> WHAT YOU SHOULD DO
Please change every "black" in the rows below to "dark", leaving everything else the same.

> TASK INPUTS

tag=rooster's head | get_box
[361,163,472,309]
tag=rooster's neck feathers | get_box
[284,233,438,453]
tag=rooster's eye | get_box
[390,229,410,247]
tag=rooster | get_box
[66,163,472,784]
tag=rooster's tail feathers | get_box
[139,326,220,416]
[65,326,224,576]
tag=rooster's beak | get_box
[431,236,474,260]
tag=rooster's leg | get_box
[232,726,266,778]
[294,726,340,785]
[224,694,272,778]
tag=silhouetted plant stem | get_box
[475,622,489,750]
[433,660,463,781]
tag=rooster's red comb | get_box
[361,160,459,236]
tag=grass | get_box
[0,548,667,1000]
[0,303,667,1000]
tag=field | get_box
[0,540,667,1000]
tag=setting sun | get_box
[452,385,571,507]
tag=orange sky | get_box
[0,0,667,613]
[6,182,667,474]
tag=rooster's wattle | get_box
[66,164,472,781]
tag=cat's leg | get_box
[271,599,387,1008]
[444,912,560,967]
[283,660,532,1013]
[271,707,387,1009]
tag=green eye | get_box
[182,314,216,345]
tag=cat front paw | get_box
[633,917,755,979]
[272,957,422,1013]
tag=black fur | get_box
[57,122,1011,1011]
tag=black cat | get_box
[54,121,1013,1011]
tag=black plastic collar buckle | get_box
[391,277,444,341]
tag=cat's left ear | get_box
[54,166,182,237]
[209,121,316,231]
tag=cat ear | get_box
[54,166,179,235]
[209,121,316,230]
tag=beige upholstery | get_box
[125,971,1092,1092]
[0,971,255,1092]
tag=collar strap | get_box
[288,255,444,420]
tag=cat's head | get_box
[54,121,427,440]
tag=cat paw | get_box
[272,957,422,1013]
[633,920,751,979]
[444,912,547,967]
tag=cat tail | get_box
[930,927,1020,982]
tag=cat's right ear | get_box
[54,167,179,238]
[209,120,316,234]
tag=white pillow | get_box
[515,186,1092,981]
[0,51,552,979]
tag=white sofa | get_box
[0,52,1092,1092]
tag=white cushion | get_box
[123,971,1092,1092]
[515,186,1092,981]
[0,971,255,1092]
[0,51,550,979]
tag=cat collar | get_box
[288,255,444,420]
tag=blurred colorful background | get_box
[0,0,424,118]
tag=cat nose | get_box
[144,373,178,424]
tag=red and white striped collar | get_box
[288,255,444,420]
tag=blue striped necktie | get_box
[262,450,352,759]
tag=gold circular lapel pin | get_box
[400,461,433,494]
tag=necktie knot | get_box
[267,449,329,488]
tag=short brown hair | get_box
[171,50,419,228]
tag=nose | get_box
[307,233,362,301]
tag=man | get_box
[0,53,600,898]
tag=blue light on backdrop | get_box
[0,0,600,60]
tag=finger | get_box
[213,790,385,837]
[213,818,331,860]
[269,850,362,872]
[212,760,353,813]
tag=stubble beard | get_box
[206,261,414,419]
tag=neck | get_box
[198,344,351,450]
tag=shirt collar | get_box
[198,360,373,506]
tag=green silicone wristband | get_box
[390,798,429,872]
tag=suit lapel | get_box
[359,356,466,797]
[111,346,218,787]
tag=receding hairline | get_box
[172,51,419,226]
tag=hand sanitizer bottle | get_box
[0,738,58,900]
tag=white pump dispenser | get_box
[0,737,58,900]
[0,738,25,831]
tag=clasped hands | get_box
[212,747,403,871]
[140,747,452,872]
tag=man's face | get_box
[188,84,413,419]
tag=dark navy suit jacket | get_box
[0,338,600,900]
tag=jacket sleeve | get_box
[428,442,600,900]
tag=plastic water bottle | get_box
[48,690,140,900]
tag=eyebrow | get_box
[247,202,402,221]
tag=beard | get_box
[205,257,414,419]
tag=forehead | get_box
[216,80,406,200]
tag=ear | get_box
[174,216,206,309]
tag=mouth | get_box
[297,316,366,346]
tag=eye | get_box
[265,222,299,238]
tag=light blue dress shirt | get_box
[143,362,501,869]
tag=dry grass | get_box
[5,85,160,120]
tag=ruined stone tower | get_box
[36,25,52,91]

> ANSWER TO THE EXERCISE
tag=rooster's head | get_box
[361,163,472,309]
tag=rooster's neck feathers | get_box
[284,233,438,453]
tag=rooster's eye | get_box
[390,229,410,247]
tag=rooster | get_box
[66,163,472,784]
tag=rooster's tail feathers | get_box
[139,326,220,416]
[65,326,224,576]
tag=rooster's beak | get_box
[431,236,474,260]
tag=rooster's leg | get_box
[232,726,266,778]
[294,726,340,785]
[224,694,272,778]
tag=silhouetted plant stem | get_box
[475,622,489,750]
[433,660,463,781]
tag=rooster's red comb | get_box
[361,160,459,236]
tag=grass | get_box
[0,548,667,1000]
[0,303,667,1000]
tag=field | get_box
[0,540,667,1000]
tag=setting sun | get_box
[452,385,571,507]
tag=orange sky | get_box
[0,0,667,613]
[6,182,667,474]
tag=rooster's wattle | get_box
[66,164,472,781]
tag=cat's leg | get_box
[271,599,387,1008]
[444,912,560,967]
[283,660,532,1013]
[271,707,387,1009]
tag=green eye | get_box
[182,314,216,345]
tag=cat front paw | get_box
[633,917,755,979]
[272,957,422,1013]
tag=dark fur | get_box
[57,122,1011,1011]
tag=dark cat | get_box
[54,121,1013,1011]
tag=dark plastic collar buckle | get_box
[391,277,444,341]
tag=cat's left ear | get_box
[54,166,182,237]
[209,121,316,231]
tag=cat ear | get_box
[54,166,179,235]
[209,121,316,230]
tag=beige upholstery | get_box
[125,971,1092,1092]
[0,971,255,1092]
tag=collar strap | get_box
[288,255,444,420]
tag=cat's head | get_box
[54,121,427,440]
tag=cat paw | get_box
[272,957,422,1013]
[633,920,751,979]
[444,912,547,967]
tag=cat tail | get_box
[930,927,1020,982]
tag=cat's right ear | get_box
[54,167,179,238]
[209,120,316,234]
tag=white pillow | get_box
[515,186,1092,981]
[0,51,552,979]
tag=white sofa | get_box
[0,52,1092,1092]
tag=white cushion | get_box
[123,971,1092,1092]
[515,186,1092,981]
[0,971,255,1092]
[0,51,550,979]
tag=cat collar | get_box
[288,255,444,420]
tag=blurred colorful background | get_box
[0,0,424,118]
tag=cat nose | get_box
[144,373,178,424]
tag=red and white striped collar | get_box
[288,255,444,420]
tag=blue striped necktie | get_box
[262,450,352,759]
tag=gold circular lapel pin | get_box
[400,461,433,494]
tag=necktie knot | get_box
[267,449,329,488]
tag=short brown hair | get_box
[171,50,419,228]
tag=nose | get_box
[307,233,362,301]
tag=man | get_box
[0,53,600,898]
tag=blue light on backdrop | get_box
[0,0,600,60]
tag=finger | get_box
[213,790,385,837]
[213,818,331,860]
[269,850,362,872]
[212,760,353,813]
tag=stubble beard | get_box
[206,261,414,419]
tag=neck | get_box
[198,344,351,450]
tag=shirt collar | get_box
[198,360,373,506]
tag=green silicone wristband | get_box
[390,798,429,872]
tag=suit lapel | get_box
[359,356,466,797]
[111,346,218,787]
tag=receding hairline | get_box
[172,51,419,226]
tag=hand sanitizer bottle | get_box
[0,738,58,900]
tag=white pump dispenser | get_box
[0,737,58,900]
[0,738,25,831]
tag=clasped hands | get_box
[212,747,403,871]
[140,747,452,872]
tag=man's face | get_box
[188,84,413,419]
tag=dark navy suit jacket | get_box
[0,338,600,900]
tag=jacket sleeve | get_box
[428,442,600,900]
tag=plastic water bottle | get_box
[48,690,140,900]
tag=eyebrow | get_box
[247,202,402,221]
tag=beard | get_box
[205,257,414,419]
tag=forehead | get_box
[216,80,406,200]
tag=ear | get_box
[174,216,206,309]
tag=mouth | get_box
[297,316,366,346]
tag=eye | get_box
[265,222,299,238]
tag=light blue dress shirt | get_box
[143,362,501,869]
tag=dry grass | get_box
[5,85,160,120]
tag=ruined stone tower | get_box
[36,25,52,91]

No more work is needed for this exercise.